====== Provided entries

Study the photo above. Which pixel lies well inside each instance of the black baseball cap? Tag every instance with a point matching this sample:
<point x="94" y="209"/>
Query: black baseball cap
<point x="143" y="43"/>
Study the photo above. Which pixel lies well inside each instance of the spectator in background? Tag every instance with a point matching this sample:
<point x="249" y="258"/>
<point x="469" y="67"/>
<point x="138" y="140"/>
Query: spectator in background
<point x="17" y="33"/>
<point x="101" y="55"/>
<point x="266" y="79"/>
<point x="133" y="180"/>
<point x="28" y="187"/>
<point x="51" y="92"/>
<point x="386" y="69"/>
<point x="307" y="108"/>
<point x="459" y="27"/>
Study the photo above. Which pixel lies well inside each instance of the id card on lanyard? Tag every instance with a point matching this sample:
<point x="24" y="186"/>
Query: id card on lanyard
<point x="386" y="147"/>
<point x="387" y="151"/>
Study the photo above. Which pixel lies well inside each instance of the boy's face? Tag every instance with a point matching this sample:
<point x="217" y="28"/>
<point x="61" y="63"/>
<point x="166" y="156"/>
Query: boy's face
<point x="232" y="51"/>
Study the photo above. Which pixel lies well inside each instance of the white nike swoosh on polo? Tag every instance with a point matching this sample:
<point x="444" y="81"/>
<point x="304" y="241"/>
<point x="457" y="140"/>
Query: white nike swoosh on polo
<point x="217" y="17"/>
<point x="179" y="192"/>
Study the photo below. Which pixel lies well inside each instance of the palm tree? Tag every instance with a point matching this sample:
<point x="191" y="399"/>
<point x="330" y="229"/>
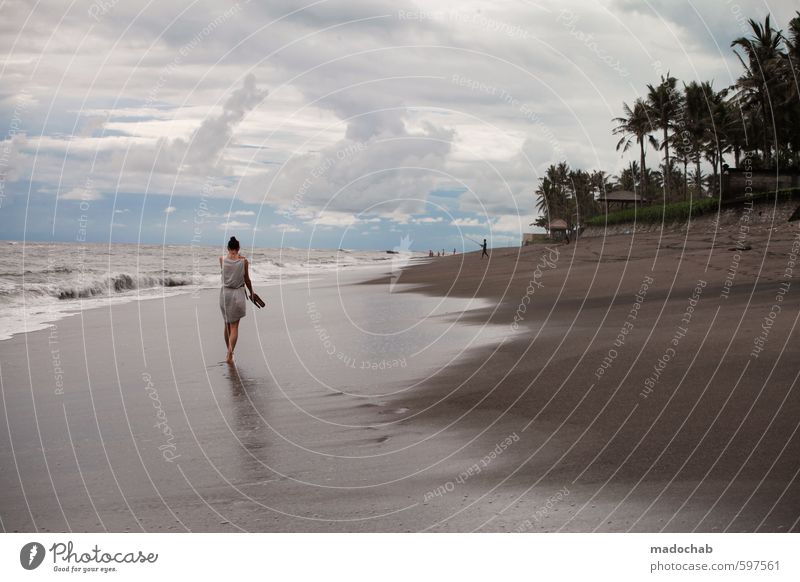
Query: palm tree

============

■ To do
Output an exact copy of the lines from the one with "of the spectator" through the closing line of the records, inclusive, without any images.

■ Complete output
Study the photo above. Which pixel lies well inside each instance of the spectator in background? Tag every instance with a point matching this sample:
<point x="249" y="258"/>
<point x="469" y="67"/>
<point x="138" y="140"/>
Query: spectator in background
<point x="17" y="33"/>
<point x="101" y="55"/>
<point x="266" y="79"/>
<point x="133" y="180"/>
<point x="28" y="187"/>
<point x="51" y="92"/>
<point x="386" y="69"/>
<point x="307" y="108"/>
<point x="459" y="27"/>
Study the photo above. Which pixel lies well inside each instance of the id card on lanyard? Tag every instance with a point matching this sample:
<point x="24" y="186"/>
Query: id card on lanyard
<point x="386" y="147"/>
<point x="387" y="151"/>
Study the photo above. Which pixel lies well inside each instance of the boy's face? Tag every instance with a point matching this sample:
<point x="217" y="28"/>
<point x="61" y="63"/>
<point x="166" y="156"/>
Query: boy's face
<point x="232" y="51"/>
Study the photo above. Which pixel lies well inside each instance of the white nike swoosh on polo? Tag every instance with a point matching this sample:
<point x="444" y="81"/>
<point x="304" y="241"/>
<point x="457" y="140"/>
Query: white nike swoosh on polo
<point x="217" y="17"/>
<point x="179" y="192"/>
Study the photo below. Which pixel lies well inside each instance of the palm tree? Tag every instance with a point matching this sample:
<point x="191" y="399"/>
<point x="330" y="229"/>
Query: palm tree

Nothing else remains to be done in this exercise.